§ Collection entries
══════

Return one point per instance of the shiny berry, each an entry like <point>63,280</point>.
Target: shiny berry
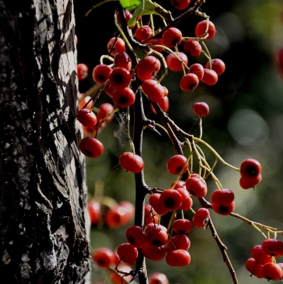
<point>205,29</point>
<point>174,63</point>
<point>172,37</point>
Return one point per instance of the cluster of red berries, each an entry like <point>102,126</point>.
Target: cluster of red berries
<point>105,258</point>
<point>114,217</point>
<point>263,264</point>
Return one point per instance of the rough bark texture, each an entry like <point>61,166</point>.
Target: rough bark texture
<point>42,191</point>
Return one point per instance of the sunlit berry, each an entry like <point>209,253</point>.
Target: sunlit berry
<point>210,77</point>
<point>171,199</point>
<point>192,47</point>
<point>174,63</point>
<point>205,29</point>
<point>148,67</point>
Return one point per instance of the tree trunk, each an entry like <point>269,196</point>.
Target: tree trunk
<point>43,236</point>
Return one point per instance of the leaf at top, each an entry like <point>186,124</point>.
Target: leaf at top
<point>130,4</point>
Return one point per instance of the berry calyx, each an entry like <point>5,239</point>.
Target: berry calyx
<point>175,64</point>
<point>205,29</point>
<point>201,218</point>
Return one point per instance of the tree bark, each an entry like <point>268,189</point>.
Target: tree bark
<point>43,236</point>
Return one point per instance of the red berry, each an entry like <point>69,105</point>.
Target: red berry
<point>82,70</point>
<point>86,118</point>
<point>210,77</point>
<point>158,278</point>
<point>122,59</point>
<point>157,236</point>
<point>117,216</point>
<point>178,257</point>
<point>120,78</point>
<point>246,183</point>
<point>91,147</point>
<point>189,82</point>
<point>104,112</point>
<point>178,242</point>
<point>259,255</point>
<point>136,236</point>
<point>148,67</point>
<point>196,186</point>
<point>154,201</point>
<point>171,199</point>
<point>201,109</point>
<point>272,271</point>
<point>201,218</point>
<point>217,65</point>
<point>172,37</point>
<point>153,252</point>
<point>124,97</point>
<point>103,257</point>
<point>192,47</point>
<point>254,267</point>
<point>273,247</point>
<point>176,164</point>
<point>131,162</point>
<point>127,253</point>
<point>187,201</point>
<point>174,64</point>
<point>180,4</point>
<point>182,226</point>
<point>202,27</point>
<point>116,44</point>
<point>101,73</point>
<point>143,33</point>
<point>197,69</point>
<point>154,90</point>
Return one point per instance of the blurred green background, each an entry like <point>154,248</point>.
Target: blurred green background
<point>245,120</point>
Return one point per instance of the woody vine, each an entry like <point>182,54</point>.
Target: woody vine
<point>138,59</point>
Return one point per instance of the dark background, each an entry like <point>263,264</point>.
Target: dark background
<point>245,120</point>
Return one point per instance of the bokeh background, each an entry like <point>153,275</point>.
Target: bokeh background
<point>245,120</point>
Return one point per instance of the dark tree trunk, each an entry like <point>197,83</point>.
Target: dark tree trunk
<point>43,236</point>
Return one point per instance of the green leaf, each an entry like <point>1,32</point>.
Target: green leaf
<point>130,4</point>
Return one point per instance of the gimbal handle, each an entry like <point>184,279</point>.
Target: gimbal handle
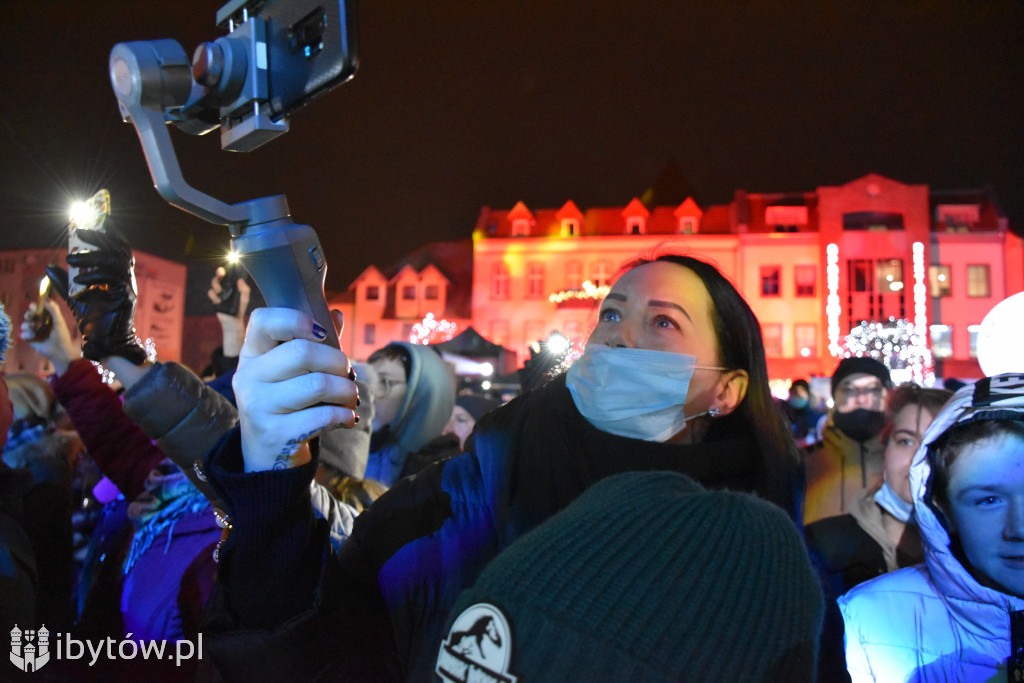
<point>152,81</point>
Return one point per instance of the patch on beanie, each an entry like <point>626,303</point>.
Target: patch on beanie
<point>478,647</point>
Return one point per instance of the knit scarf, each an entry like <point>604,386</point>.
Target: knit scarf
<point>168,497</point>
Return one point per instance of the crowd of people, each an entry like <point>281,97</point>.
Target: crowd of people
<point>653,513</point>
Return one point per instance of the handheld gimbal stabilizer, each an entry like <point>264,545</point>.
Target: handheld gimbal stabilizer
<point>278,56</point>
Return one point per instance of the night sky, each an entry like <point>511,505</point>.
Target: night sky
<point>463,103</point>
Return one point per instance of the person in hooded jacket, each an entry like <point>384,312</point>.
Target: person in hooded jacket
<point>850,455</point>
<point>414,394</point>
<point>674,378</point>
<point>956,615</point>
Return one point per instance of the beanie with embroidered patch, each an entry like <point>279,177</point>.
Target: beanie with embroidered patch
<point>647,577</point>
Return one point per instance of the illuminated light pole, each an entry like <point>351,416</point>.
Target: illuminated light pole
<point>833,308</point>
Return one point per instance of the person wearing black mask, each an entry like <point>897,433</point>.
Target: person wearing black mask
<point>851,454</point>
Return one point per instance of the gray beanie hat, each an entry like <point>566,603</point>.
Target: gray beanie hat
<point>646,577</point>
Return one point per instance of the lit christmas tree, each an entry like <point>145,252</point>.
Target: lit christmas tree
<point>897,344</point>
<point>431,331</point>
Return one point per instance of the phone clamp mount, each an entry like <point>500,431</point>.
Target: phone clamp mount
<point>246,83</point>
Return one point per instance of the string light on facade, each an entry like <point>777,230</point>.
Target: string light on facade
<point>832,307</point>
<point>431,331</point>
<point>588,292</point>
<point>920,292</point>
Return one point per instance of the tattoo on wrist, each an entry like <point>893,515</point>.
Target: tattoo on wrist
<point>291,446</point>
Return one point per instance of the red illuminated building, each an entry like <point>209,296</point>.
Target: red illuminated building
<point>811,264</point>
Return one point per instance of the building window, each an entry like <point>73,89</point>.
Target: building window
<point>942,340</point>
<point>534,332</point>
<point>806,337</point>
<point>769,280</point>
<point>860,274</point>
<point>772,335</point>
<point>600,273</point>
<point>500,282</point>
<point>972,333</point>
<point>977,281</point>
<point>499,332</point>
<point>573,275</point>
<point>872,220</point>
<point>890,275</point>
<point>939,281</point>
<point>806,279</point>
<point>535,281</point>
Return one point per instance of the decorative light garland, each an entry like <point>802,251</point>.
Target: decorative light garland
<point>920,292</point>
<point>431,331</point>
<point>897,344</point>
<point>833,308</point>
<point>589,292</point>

══════

Repeat exactly the lines above, starting with the line that contains "Return one point per instance of the decorative" and ending with the last line, both included, and nothing else.

§ Exercise solution
Return one point per instance of the decorative light garland, each an entry like <point>802,251</point>.
Target: decorative light garland
<point>920,292</point>
<point>431,331</point>
<point>897,344</point>
<point>833,308</point>
<point>589,292</point>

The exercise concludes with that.